My sister sent me an email, advising me that she had moved Mum into her new Home. So far so predictable but at the foot of the email was one of those little grey paperclip things and hidden behind the little grey paperclip thing a disconcerting photo, of my mother peacefully asleep in her new bed, in her new room, and my sister with her hand resting on Mum’s forehead being photographed by – whom? Godmother and I agreed, there was something spooky, even gruesome about it.
It’s not that I do not know what my mother looks like now, in her 87th year and suffering from dementia; how her face has thinned and yellowed and her smile has gone. I saw her only last weekend after all. I fed her a belated Christmas Dinner and wrote a post about it. It’s worse than that. It’s two things:
Firstly (my sister couldn’t have known this, but if she had it wouldn’t have stopped her) it reminded me so much of the painting on the cover of one of my old paperbacks of metaphysical poetry. It’s a mourning painting. Sir Thomas’s fine white hand beneath a frill of stiff white lace, rests on a skull. People are ranged around in their best-black-and-lace, looking mournful but resigned. The deceasing lady is propped up on many pillows, only her head and shoulders visible. And unfortunately, my sister had managed to mirror that exact pose in her smartphone snap.
Secondly, it reminded me of all those wildlife programmes where a vulture inspects the corpse of some recently slaughtered elephant or wildebeest – avidly, thoughtfully – as if debating whether a sprinkling of salt and pepper, or maybe a handful or two of chives might be a good idea.
The fact that associations like this are made my mind is shocking, even to me. Why do I – why even can I think such things? Couldn’t I switch off this poeticising, or in this case anti-poeticising, facility when appropriate? The answer is no. This sort of brain doesn’t switch off; there’s no editing what goes into it, no stopping it from ‘seeing’. And what it has seen can never subsequently be forgotten. It’s what makes people like me able to write. It’s what forces us to write, to exorcise what we cannot but see and know. It’s what makes living difficult.

Set of tasks
- a) In the post about Mum's photo, what does Sir Thomas's hand rest on in the mourning painting?
- b) Write the next part of the post about Mum's photo, picking up after its last sentence.
The material after this point isn't needed for anything here.

Dataset rows
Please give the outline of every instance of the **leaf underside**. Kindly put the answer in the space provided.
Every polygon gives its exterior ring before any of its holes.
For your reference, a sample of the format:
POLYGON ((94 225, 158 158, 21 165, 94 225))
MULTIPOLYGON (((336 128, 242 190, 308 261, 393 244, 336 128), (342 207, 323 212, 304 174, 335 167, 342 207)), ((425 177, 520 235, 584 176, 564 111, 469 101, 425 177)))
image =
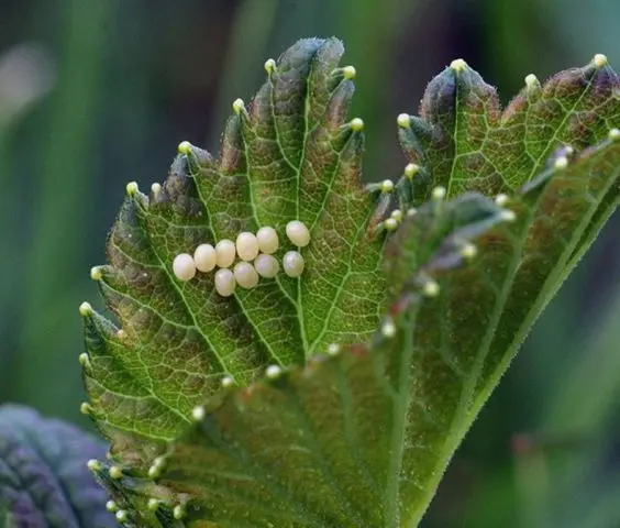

Per-task outputs
- a) A skull.

- b)
Whilst on the subject of death (might as well get it all over in one post!) I am reminded of those roadside floral tributes, and my parents’ attitude towards them; also to funerals.
My mother in particular despised those bunches of flowers people nowadays tend to sticky-tape to lamp-posts or thread through the links of chain-link fences at the exact spot where a close relative had died. She hated how the flowers were renewed, month after month, year after year, “littering up the place”. What she really hated, I think, was the naked expression of grief. To my parents a death meant a cremation, as soon as possible. It meant a funeral service in a modern chapel with no embarrassing tears or screams of anguish, as characterless and forgettable as possible. After that, that was that, done with. The person, done with. Rarely mentioned again.
I like the flowers. I sometimes walk along the seafront passing all those memorial benches people have donated, and stop to read how Gerry loved to play the guitar or how Sid the taxi-driver is now driving the angels around in heaven, in a shiny white taxi. I love the bunches of flowers and imagine the relatives coming here, with a fresh bunch and a fresh card, and having a little chat with Gerry or Sid.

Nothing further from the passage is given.